• _Excerpt_:
>>>

Can a 2,409 year-old dead guy fix your life?
The author Jay Heinrichs seems to think so. And he knows Aristotle personally. WRITTEN & ILLUSTRATED by PETER MOORE (with lots of help from JAY HEINRICHS)
MOORE: You’ve begun flogging your new book ARISTOTLE’S GUIDE TO SELF-PERSUASION here on substack. I’m very good at self-persuasion, Jay, especially when it comes to not spending money unnecessarily.
Like, on hard-cover books.
Give me three reasons Aristotle—or god-forbid, even you the desperate author—would use to persuade me to part with my hard-earned cash for alleged life improvements.
My book will save you money. (Disclaimer: You also have to read it.)
HEINRICHS: I love a skeptical reader, and it’s nice to know you have money. I’m skeptical too, especially after my publisher insisted that I start doing f&^%$ing TikToks! You can save me from all that by buying my book; in return, Aristotle and I will change your life:
My book will save you money. (Disclaimer: You also have to read it.) Your daily self, the one who blows your savings on pricey bicycles, offends your noble soul. Aristotle and I show how to tell how to separate your needs from your wants—for less than a pair of padded bike shorts.
Tip: Plan a vacation anywhere in the world. Your “want” will take you to selfie-land. Your “need” is an unprestigious break that gives you rest and a new perspective.
Experience Jaylight Savings Time. Even after quitting your last legitimate job, you still can’t find the time to do all you want. Thanks to some handy rhetorical tools, I’ve created my own time zone, Jaylight Saving. The same tools will let you escape Mountain Time.

<<<

(Data entries)
>>>

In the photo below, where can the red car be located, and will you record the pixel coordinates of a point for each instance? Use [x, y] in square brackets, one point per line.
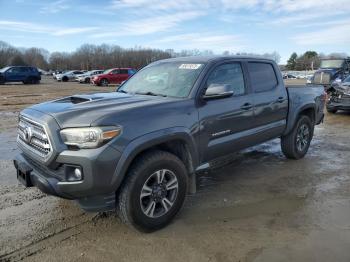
[113, 76]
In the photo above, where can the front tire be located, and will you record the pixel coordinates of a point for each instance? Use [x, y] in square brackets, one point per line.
[153, 192]
[296, 144]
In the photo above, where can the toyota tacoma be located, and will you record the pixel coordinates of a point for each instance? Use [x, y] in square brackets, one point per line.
[138, 150]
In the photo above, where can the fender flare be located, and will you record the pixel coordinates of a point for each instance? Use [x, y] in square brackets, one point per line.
[292, 118]
[149, 140]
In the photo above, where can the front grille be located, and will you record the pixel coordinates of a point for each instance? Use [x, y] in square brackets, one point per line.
[322, 78]
[33, 137]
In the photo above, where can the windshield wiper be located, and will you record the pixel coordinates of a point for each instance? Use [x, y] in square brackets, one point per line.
[149, 93]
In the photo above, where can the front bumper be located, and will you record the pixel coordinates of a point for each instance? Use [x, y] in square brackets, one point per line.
[95, 192]
[339, 103]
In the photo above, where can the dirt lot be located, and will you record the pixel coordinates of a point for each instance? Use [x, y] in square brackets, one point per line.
[261, 207]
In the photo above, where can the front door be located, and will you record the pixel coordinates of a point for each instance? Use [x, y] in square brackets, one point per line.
[225, 122]
[270, 100]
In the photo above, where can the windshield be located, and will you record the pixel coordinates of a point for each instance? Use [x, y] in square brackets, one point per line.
[165, 79]
[107, 71]
[4, 69]
[332, 63]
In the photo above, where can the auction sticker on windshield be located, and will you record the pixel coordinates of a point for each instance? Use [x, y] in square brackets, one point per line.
[190, 66]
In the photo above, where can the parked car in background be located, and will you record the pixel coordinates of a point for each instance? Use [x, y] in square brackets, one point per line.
[332, 70]
[309, 79]
[69, 76]
[289, 76]
[25, 74]
[86, 77]
[113, 76]
[57, 72]
[339, 96]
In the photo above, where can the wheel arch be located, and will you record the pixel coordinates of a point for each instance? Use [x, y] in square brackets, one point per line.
[307, 109]
[177, 141]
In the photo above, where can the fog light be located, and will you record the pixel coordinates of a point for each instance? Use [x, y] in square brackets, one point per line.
[77, 173]
[73, 173]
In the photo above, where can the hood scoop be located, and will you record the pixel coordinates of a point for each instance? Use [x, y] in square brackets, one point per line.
[74, 99]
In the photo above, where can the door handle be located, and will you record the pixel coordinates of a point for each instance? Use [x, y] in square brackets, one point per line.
[280, 99]
[246, 106]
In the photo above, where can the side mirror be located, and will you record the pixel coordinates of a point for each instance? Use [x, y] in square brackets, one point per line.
[217, 91]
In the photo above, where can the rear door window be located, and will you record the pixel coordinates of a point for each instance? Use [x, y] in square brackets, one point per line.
[262, 76]
[123, 71]
[230, 74]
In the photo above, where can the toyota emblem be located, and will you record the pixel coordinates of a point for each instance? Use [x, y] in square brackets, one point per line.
[28, 134]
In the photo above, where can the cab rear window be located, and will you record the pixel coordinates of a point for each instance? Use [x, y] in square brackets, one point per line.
[262, 76]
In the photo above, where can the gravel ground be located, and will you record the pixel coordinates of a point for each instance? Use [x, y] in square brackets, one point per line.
[260, 207]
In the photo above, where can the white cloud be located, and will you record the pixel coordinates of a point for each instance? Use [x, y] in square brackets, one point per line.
[339, 34]
[54, 7]
[150, 25]
[40, 29]
[74, 30]
[212, 41]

<<<

• _To be done_:
• 1. Answer these questions about the interview on Aristotle's guide to self-persuasion:
(a) What did Heinrichs's publisher insist that he start doing?
(b) What name does Heinrichs give to the time zone he created?
(c) In the vacation tip, what is your "need"?
• 2. Go on with the interview about Aristotle's guide to self-persuasion, picking up after its final sentence.

• _Results in order_:
• 1.
(a) Making TikToks.
(b) Jaylight Saving.
(c) An unprestigious break that gives you rest and a new perspective.

• 2.
Tip: This fall, use the change back to standard time to go to bed an hour early. Set your alarm an hour early. It’ll feel the same. You’re in your own time zone! (The ancient Greeks had a whole philosophy of using time, called kairos.)
Use the lure and the ramp. Most self-help books waste pages telling how to motivate yourself. Aristotle’s theory of habit lets you gain good routines and shed bad behavior without any motivation at all. I translated his philosophy into a system I call the Lure & Ramp.
Focus on a glorious goal. (A carrot! Or a carrot-enabled hardbody!) Then proceed a tiny step at a time. To make yourself work out, carve half an hour (or your own time zone!). Frame it as your own time, away from your phone. Read, stretch, relax. After a week or two, do a short easy workout. Ramp up over time to hardbody status. I use his method to go from Limping Old Guy to Man Who Attempted a Gloriously Stupid and Pointless Feat of Mountain Running.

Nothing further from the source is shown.